Task data
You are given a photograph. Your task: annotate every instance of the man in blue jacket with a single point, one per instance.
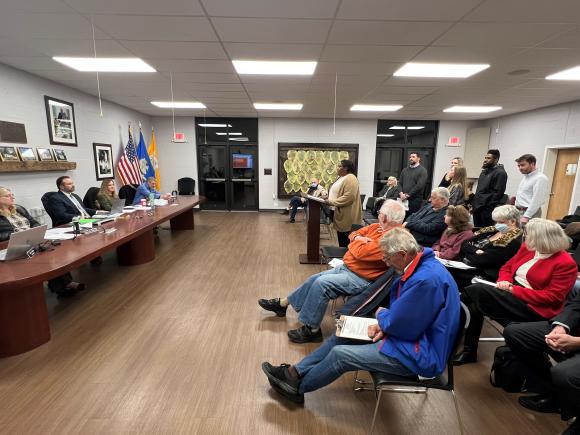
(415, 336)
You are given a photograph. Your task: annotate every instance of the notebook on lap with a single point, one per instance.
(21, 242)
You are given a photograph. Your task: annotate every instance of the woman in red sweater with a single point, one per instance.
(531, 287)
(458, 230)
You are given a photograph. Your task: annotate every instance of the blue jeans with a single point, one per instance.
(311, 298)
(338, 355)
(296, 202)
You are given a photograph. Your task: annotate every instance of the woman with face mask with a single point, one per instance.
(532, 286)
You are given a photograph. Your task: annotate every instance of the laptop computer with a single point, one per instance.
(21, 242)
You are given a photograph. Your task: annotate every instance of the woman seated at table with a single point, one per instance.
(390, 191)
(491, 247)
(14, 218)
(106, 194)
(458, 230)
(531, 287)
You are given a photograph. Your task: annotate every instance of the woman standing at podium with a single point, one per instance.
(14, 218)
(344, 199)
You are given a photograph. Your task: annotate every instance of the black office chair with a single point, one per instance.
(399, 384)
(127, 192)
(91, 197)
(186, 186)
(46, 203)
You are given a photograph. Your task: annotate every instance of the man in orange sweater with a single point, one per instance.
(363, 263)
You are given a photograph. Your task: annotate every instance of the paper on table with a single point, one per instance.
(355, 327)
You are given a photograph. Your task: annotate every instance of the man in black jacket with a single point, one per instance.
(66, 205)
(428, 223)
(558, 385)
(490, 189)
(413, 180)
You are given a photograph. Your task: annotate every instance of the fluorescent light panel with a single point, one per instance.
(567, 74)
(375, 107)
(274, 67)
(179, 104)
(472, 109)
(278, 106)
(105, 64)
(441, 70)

Your goal
Copy out all the records above with every "annotate" changed to "mark" and nothing else altered. Leave out the pictures.

Written answer
You are given a photograph. Your task: mark every instance of the man in blue jacket with a single point, one per instance.
(415, 336)
You are given a photograph. Your task: mark every instance of the notebook on lap with a single point, one per instance.
(21, 242)
You are given a photograph. Your task: mark every instance of the woman in red sweater with a single point, one per instance.
(531, 287)
(458, 230)
You are given a photograph. Your task: mark every instance of the blue jeans with a single point, one per instance.
(311, 298)
(338, 355)
(296, 202)
You are given a photograph. Your task: mark every instance of the woman with face mask with a single point, one per instance.
(532, 286)
You are given a photograph. Your task: mark every instance of the laptop computer with a single point, one per instance.
(21, 242)
You are given a photograph. Your task: mark every instance of the woman seated at table with a single point, one per instance.
(390, 191)
(491, 247)
(14, 218)
(106, 194)
(458, 230)
(531, 287)
You are given a photograph. Your task: mark every instance of the woman standing at podium with a single point, one per instance.
(14, 218)
(344, 199)
You are given a photograph. Your task: mark every instance of the black office chair with a single point, one per instance.
(399, 384)
(127, 192)
(91, 197)
(186, 186)
(46, 203)
You are given a photograph. Your task: mark every instance of the man in orange sweater with a single point, one per instance.
(363, 263)
You are given a photograph. Your task: mark every instance of the paper on table with a single point, one per instance.
(355, 327)
You are given a photograph. Your task: mark every instance of the man in black jacket with a single point, one per instance.
(66, 205)
(428, 223)
(558, 385)
(490, 189)
(413, 180)
You are given a photograph. Your task: mark every instance of the fluorescent light panel with a single point, one per instance.
(567, 74)
(375, 107)
(274, 67)
(179, 104)
(472, 109)
(278, 106)
(105, 64)
(441, 70)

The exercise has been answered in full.